BEGIN Records for processing

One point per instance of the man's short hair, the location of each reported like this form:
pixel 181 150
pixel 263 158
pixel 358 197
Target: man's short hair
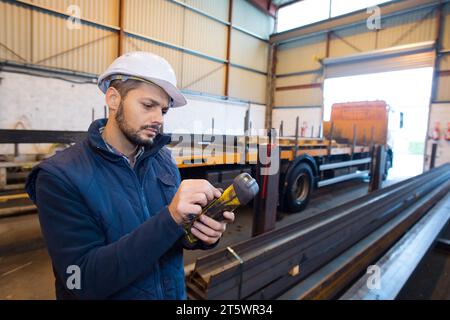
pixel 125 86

END Records for processing
BEGIN Records for processing

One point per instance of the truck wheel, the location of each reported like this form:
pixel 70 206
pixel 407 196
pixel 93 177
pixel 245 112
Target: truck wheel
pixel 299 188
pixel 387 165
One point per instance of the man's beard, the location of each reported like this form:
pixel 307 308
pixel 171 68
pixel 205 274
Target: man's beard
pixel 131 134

END Records for processing

- **Activity**
Copy out the lines of the records above in which the string "like" appears.

- **Completed exercise**
One point per instance of the man's short hair, the location of each reported like this form:
One point per instance of the truck wheel, the location of each reported like this form:
One point per instance of the man's beard, the location of each reported like this form:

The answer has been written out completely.